--- Start of SOURCE TEXT ---
# Generalise Pythagoras' Theorem to n things using *args

I have learnt one usually uses *arg arguments when you're not sure how many arguments might be passed to my function. I'm trying to create a generalised Pythagoras' theorem such that it computes for n things such that with

pytha(*arg)

with

print(pytha(x,y)) = np.sqrt(x**2 + y**2)
print(pytha(x,y,z)) = np.sqrt(x**2 + y**2 + z**2)
print(pytha(x,z)) = np.sqrt(x**2 + z**2)
print(pytha(x-7,y)) = np.sqrt((x-7)**2 + y**2)
print(pytha(x-3,y-5,z-8)) = np.sqrt((x-3)**2 + (y-5)**2 + (z-8)**2)
print(pytha(x,y,z,t)) = np.sqrt(x**2 + y**2 + z**2 + t**2)

I've done

def pytha(*arg):

but I don't know how to manipulate *arg within the body of the functions. So how would one go about creating this function with *arg?
--- End of SOURCE TEXT ---
--- Start of SOURCE DATA ---
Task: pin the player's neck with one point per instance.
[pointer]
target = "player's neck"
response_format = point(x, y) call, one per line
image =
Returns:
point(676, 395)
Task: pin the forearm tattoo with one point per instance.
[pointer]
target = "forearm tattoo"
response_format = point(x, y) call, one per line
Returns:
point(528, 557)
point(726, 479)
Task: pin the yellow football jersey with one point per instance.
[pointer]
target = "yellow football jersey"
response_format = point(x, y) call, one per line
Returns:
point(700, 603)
--- End of SOURCE DATA ---
> **JOBS**:
- A) In the post on generalizing Pythagoras' theorem, what does the writer say they do not know how to do?
- B) Retype the portion of the listing starting at the line that contains "Task: pin the yellow" and ending at the final line of the listing, with both of those lines included.
The text and the recorded data have no connection to each other.

> **SOLUTION LIST**:
- A) They do not know how to manipulate *arg within the body of the function.

- B)
Task: pin the yellow football jersey with one point per instance.
[pointer]
target = "yellow football jersey"
response_format = point(x, y) call, one per line
Returns:
point(700, 603)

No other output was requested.